## Exercise input:
=-=-=-=-=
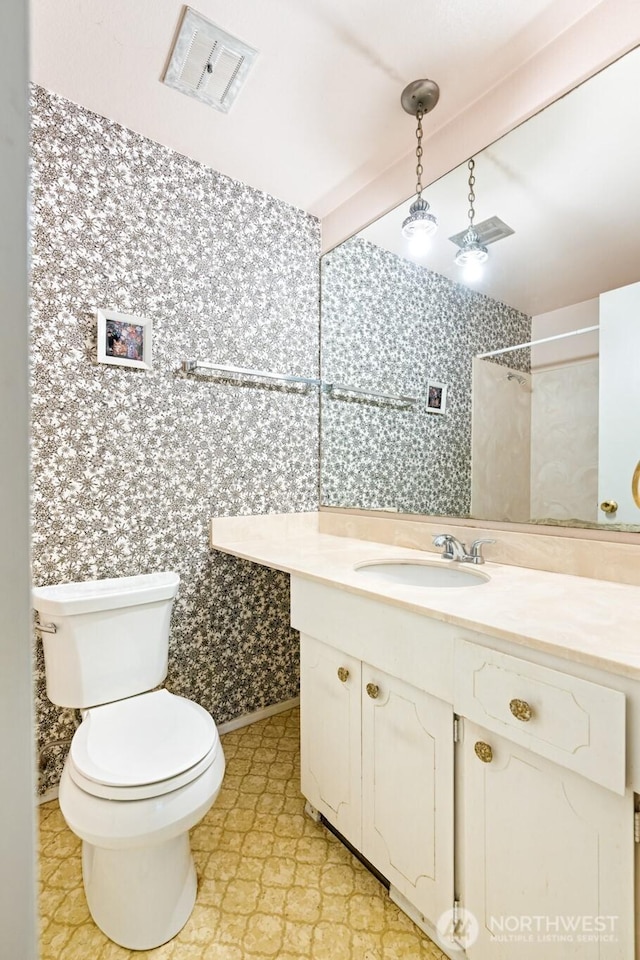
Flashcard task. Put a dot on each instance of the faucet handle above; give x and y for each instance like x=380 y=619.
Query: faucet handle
x=475 y=554
x=453 y=548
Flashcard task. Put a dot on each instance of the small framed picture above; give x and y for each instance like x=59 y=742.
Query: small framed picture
x=124 y=340
x=436 y=397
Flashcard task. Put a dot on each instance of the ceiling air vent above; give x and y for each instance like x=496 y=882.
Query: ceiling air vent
x=488 y=232
x=207 y=63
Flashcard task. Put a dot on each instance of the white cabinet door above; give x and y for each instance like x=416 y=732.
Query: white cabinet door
x=549 y=858
x=407 y=790
x=330 y=735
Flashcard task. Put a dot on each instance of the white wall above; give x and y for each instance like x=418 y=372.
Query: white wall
x=17 y=870
x=583 y=346
x=564 y=442
x=500 y=442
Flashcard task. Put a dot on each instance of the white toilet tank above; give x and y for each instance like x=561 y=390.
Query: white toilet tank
x=105 y=640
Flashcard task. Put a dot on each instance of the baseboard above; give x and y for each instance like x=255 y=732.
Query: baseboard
x=248 y=718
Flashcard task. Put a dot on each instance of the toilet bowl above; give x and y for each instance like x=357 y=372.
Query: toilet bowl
x=142 y=769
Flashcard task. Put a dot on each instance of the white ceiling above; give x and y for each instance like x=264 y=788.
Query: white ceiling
x=319 y=117
x=566 y=182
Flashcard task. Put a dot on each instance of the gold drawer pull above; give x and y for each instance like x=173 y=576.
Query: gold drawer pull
x=521 y=710
x=483 y=751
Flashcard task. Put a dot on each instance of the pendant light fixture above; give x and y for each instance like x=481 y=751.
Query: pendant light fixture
x=472 y=254
x=418 y=98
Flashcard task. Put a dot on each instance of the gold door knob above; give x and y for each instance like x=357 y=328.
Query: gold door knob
x=521 y=710
x=483 y=751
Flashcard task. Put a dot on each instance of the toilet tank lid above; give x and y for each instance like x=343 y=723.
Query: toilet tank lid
x=67 y=599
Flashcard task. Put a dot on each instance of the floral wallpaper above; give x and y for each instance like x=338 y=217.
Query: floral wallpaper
x=390 y=326
x=129 y=465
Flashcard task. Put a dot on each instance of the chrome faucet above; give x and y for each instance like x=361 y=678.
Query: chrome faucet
x=455 y=549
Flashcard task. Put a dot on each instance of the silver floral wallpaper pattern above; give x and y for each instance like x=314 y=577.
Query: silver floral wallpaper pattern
x=390 y=326
x=128 y=465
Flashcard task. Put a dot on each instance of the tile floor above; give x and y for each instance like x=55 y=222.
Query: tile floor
x=272 y=883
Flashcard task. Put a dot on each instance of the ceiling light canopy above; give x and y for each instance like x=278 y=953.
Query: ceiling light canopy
x=418 y=98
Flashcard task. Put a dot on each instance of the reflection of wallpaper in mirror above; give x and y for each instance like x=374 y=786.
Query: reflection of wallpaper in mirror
x=389 y=326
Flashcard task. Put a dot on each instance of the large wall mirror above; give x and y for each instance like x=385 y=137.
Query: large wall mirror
x=427 y=411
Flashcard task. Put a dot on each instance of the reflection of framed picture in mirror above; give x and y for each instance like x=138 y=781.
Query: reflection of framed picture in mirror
x=124 y=340
x=436 y=397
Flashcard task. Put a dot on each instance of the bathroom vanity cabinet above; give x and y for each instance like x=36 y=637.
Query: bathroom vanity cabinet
x=378 y=763
x=492 y=785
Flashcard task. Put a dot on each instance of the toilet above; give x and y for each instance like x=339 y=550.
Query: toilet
x=144 y=766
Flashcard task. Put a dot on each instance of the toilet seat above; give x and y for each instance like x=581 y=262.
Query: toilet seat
x=141 y=747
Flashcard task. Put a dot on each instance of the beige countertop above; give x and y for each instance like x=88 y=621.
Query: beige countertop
x=594 y=622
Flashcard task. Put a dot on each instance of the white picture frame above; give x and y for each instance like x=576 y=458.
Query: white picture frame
x=436 y=397
x=124 y=340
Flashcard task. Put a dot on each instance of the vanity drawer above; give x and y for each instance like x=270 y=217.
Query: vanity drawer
x=577 y=724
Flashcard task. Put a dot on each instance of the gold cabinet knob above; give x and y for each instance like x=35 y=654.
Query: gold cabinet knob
x=521 y=710
x=483 y=751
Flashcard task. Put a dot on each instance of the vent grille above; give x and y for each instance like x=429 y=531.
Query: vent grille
x=488 y=232
x=207 y=63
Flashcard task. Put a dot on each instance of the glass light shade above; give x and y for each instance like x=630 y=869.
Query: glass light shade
x=471 y=251
x=419 y=221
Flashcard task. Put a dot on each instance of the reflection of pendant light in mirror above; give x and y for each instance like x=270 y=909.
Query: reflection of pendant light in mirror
x=472 y=254
x=417 y=99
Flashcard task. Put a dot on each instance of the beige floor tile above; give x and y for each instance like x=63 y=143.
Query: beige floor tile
x=272 y=882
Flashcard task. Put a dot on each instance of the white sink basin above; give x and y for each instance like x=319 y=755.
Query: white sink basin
x=420 y=573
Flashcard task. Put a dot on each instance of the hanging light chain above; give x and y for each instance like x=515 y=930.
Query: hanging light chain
x=419 y=151
x=471 y=196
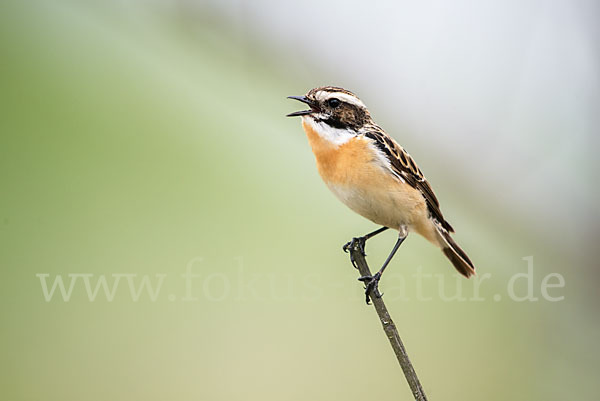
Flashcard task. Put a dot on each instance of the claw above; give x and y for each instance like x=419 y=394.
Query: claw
x=371 y=286
x=355 y=243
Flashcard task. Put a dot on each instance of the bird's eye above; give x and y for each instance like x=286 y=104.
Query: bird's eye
x=333 y=103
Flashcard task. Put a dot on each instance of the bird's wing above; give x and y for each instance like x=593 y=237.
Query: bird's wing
x=406 y=168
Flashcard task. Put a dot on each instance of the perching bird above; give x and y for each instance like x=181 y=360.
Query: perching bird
x=373 y=175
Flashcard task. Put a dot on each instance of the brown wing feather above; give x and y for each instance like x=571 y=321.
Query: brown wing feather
x=404 y=165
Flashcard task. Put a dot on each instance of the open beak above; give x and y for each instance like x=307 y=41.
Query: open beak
x=303 y=99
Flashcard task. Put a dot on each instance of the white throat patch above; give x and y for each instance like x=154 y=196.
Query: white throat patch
x=336 y=136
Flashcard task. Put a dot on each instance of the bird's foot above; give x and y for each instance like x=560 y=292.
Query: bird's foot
x=371 y=286
x=355 y=243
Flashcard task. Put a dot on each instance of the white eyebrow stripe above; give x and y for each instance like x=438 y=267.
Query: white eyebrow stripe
x=344 y=97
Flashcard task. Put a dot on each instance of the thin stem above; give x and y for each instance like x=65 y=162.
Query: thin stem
x=391 y=332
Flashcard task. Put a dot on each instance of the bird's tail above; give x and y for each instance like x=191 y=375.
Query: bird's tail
x=457 y=256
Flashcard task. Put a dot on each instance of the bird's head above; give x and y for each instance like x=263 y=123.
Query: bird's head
x=337 y=107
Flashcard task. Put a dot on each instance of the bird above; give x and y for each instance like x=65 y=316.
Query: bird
x=374 y=176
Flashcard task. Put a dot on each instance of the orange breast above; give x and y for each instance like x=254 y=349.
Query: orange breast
x=346 y=164
x=355 y=174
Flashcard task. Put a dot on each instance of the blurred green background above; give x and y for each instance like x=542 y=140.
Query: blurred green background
x=148 y=139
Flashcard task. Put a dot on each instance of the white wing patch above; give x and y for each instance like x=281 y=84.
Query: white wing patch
x=383 y=161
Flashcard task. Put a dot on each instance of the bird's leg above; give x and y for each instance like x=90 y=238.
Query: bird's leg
x=372 y=282
x=360 y=243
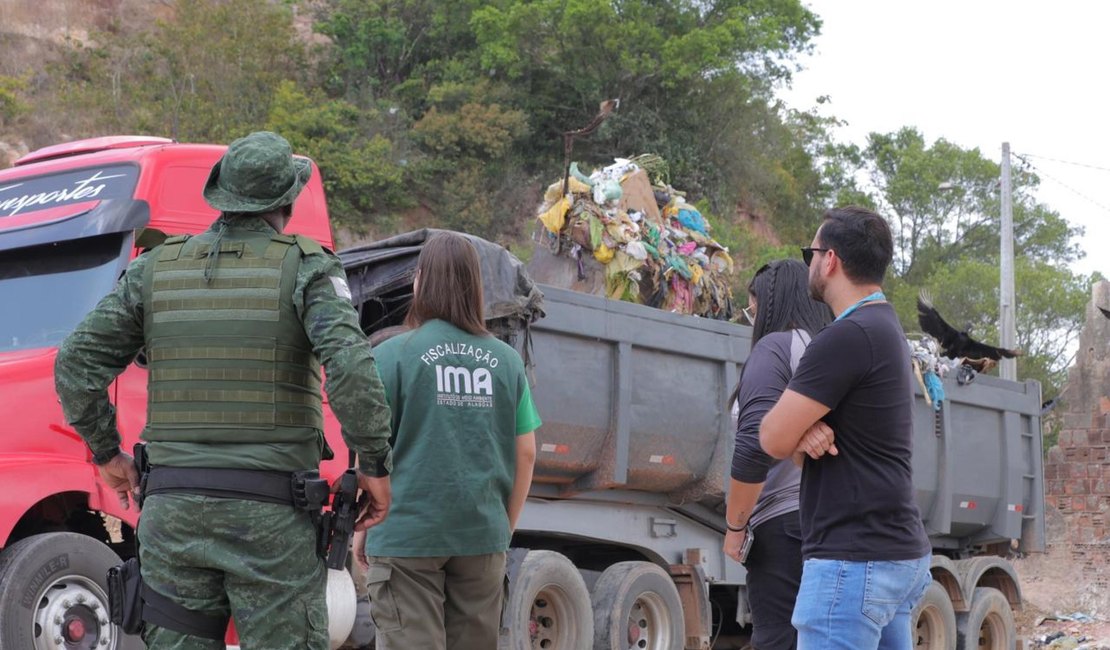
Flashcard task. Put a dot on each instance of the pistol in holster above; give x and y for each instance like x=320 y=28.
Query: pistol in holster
x=345 y=507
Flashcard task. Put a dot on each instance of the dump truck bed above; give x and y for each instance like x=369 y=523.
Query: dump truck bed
x=634 y=398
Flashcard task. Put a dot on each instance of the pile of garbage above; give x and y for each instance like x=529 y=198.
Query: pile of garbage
x=654 y=246
x=1075 y=635
x=931 y=366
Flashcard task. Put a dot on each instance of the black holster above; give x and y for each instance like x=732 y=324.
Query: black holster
x=124 y=597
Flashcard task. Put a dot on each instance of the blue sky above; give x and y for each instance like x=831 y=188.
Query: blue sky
x=978 y=72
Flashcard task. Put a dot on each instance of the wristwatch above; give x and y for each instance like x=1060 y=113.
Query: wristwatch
=-=-=-=-=
## Work task:
Return the number of lines in the material holding the string "wristwatch", and no other text.

## Answer for this exercise:
2